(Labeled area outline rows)
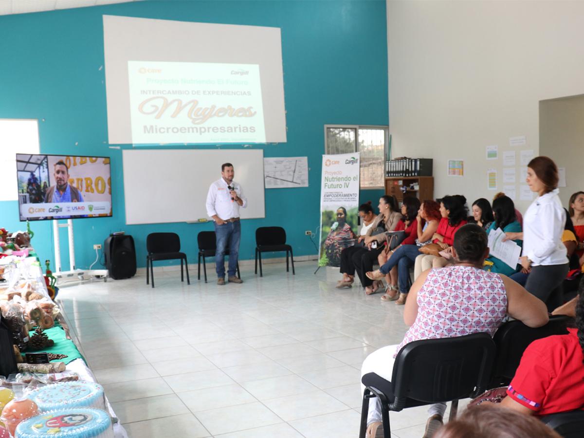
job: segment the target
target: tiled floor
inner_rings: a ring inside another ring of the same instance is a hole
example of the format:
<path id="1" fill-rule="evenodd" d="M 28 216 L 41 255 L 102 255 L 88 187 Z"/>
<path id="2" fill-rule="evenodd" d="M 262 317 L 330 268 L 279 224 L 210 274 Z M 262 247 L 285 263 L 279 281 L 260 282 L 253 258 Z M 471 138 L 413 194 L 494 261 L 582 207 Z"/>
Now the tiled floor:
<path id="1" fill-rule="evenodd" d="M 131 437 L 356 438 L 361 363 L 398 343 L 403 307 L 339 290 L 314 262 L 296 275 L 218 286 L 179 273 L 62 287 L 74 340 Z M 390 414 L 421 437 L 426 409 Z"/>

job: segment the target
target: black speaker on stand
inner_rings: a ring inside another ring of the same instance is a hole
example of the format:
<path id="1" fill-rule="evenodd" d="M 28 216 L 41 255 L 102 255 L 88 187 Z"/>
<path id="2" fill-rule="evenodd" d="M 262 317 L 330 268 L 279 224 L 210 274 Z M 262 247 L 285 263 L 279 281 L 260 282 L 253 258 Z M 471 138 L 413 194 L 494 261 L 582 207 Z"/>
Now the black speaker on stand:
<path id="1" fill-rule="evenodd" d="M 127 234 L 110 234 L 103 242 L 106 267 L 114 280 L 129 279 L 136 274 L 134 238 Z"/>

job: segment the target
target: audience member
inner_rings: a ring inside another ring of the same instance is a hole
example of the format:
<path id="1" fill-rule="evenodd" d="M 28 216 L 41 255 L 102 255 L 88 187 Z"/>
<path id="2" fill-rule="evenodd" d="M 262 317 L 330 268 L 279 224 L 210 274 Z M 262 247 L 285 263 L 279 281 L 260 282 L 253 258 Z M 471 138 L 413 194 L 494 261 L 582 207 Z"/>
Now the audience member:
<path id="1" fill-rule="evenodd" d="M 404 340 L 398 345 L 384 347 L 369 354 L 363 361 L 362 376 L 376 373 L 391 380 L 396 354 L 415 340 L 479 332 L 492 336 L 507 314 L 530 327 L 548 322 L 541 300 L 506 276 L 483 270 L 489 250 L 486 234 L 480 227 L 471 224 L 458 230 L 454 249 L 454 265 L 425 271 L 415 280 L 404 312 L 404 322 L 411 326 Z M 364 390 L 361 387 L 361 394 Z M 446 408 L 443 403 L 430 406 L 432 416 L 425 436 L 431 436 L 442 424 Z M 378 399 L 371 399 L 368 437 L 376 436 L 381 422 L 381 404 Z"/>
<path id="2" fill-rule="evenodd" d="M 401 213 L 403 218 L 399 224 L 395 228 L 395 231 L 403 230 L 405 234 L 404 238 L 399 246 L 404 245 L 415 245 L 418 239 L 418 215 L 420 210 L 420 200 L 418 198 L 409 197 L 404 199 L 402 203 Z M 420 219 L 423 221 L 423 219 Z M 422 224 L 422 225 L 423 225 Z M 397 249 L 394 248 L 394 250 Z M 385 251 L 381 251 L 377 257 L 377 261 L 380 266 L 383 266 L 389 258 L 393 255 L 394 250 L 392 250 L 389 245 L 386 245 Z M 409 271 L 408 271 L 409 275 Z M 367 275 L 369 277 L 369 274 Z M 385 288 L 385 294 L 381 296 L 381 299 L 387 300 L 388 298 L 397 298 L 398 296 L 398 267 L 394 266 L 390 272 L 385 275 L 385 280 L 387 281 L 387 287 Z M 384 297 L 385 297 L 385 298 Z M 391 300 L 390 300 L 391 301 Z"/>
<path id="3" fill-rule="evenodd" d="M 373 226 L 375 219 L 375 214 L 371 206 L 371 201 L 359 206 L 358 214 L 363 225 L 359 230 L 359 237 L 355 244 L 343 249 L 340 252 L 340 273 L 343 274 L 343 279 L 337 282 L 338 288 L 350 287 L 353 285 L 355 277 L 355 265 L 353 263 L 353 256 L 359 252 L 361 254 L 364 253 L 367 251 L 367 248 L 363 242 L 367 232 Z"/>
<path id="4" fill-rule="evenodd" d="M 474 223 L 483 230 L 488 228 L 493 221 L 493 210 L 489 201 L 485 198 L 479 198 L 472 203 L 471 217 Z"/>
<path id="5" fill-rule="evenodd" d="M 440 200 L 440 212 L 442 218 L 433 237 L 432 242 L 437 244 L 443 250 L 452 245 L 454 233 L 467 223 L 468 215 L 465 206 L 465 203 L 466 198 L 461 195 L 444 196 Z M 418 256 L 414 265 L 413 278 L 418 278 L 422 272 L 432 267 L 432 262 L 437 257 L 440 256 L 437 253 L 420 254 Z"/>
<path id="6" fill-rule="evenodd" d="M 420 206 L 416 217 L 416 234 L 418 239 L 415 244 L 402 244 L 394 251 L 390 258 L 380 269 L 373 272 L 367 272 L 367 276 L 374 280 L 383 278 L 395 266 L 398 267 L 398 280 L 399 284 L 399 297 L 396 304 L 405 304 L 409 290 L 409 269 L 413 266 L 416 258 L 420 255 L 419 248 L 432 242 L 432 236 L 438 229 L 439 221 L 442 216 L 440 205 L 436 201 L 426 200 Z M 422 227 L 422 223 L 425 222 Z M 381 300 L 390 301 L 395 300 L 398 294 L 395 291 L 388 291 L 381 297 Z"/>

* [TASK TO COMPLETE] Write out every row above word for word, leaving out the pictures.

* [EXERCISE RESPONSE]
job: segment the target
target: tiled floor
inner_rings: a ring inside another ring of the same instance is a hole
example of the format:
<path id="1" fill-rule="evenodd" d="M 28 216 L 41 255 L 102 255 L 88 187 Z"/>
<path id="2" fill-rule="evenodd" d="M 262 317 L 330 268 L 279 224 L 210 274 Z M 262 247 L 285 263 L 279 281 L 260 282 L 253 258 Z M 471 138 L 413 194 L 494 261 L 582 207 Z"/>
Now the tiled floor:
<path id="1" fill-rule="evenodd" d="M 131 437 L 356 438 L 361 363 L 398 343 L 403 307 L 339 290 L 314 262 L 296 275 L 218 286 L 179 273 L 62 287 L 74 340 Z M 390 414 L 421 437 L 426 409 Z"/>

job: segment the target
target: black speaker on stand
inner_rings: a ring inside another ring of the same instance is a hole
example of the format:
<path id="1" fill-rule="evenodd" d="M 28 216 L 41 255 L 102 255 L 88 187 Z"/>
<path id="2" fill-rule="evenodd" d="M 262 317 L 330 268 L 279 224 L 210 274 Z M 262 247 L 285 263 L 279 281 L 260 282 L 253 258 Z M 471 138 L 413 194 L 494 261 L 582 207 Z"/>
Now the black speaker on stand:
<path id="1" fill-rule="evenodd" d="M 127 234 L 110 234 L 103 242 L 106 267 L 114 280 L 129 279 L 136 274 L 134 238 Z"/>

job: segment the target
target: audience member
inner_rings: a ring inside another ring of the same instance is a hole
example of the format:
<path id="1" fill-rule="evenodd" d="M 28 216 L 41 255 L 102 255 L 88 187 Z"/>
<path id="2" fill-rule="evenodd" d="M 262 317 L 330 268 L 279 224 L 210 274 Z M 262 247 L 285 263 L 279 281 L 260 282 L 253 258 Z M 471 138 L 413 194 L 494 261 L 582 207 Z"/>
Now the audience member:
<path id="1" fill-rule="evenodd" d="M 404 340 L 398 345 L 384 347 L 369 354 L 363 361 L 362 376 L 376 373 L 391 380 L 396 354 L 415 340 L 479 332 L 492 336 L 507 314 L 530 327 L 548 322 L 541 300 L 506 276 L 483 270 L 489 250 L 486 234 L 480 227 L 471 224 L 458 230 L 454 249 L 454 265 L 425 271 L 415 280 L 404 312 L 404 322 L 411 326 Z M 364 390 L 361 387 L 361 394 Z M 446 408 L 443 403 L 430 406 L 432 416 L 425 436 L 431 436 L 442 424 Z M 378 399 L 371 399 L 368 437 L 376 436 L 381 422 L 381 404 Z"/>
<path id="2" fill-rule="evenodd" d="M 401 213 L 403 218 L 399 224 L 395 228 L 395 231 L 403 230 L 405 234 L 404 238 L 399 246 L 404 245 L 415 245 L 418 239 L 418 215 L 420 210 L 420 200 L 418 198 L 409 197 L 404 199 L 402 203 Z M 420 219 L 423 221 L 423 219 Z M 422 224 L 422 225 L 423 225 Z M 397 249 L 394 248 L 394 250 Z M 385 251 L 381 251 L 377 257 L 377 261 L 380 266 L 383 266 L 389 258 L 393 255 L 394 250 L 392 250 L 389 245 L 386 245 Z M 409 271 L 408 271 L 409 275 Z M 367 275 L 369 277 L 369 274 Z M 385 288 L 385 294 L 381 296 L 381 299 L 387 300 L 388 298 L 397 298 L 398 296 L 398 267 L 394 266 L 390 272 L 385 275 L 385 280 L 387 281 L 387 287 Z M 384 297 L 385 297 L 385 298 Z M 391 300 L 390 300 L 391 301 Z"/>
<path id="3" fill-rule="evenodd" d="M 373 226 L 375 219 L 375 214 L 371 206 L 371 201 L 359 206 L 358 214 L 363 225 L 359 230 L 359 237 L 355 244 L 343 249 L 340 252 L 340 273 L 343 274 L 343 279 L 337 282 L 338 288 L 350 287 L 353 285 L 355 277 L 355 265 L 353 263 L 353 256 L 359 252 L 361 254 L 364 253 L 367 251 L 367 248 L 363 242 L 367 232 Z"/>
<path id="4" fill-rule="evenodd" d="M 474 223 L 483 230 L 488 228 L 493 221 L 493 210 L 489 201 L 485 198 L 479 198 L 472 203 L 471 217 Z"/>
<path id="5" fill-rule="evenodd" d="M 440 200 L 440 212 L 442 218 L 433 237 L 432 242 L 437 244 L 443 250 L 452 245 L 454 233 L 467 223 L 468 215 L 465 206 L 465 203 L 466 198 L 461 195 L 444 196 Z M 418 256 L 414 265 L 413 278 L 418 278 L 422 272 L 432 267 L 432 262 L 437 257 L 440 256 L 437 253 L 420 254 Z"/>
<path id="6" fill-rule="evenodd" d="M 420 206 L 416 217 L 416 234 L 418 239 L 415 244 L 402 244 L 394 251 L 390 258 L 380 269 L 373 272 L 367 272 L 367 276 L 374 280 L 383 278 L 395 266 L 398 267 L 398 280 L 399 284 L 399 297 L 396 304 L 405 304 L 409 290 L 409 269 L 413 266 L 416 258 L 420 255 L 419 248 L 432 242 L 432 236 L 438 229 L 439 221 L 442 216 L 440 205 L 436 201 L 426 200 Z M 422 227 L 422 223 L 425 222 Z M 381 300 L 390 301 L 395 300 L 398 294 L 395 291 L 388 291 L 381 297 Z"/>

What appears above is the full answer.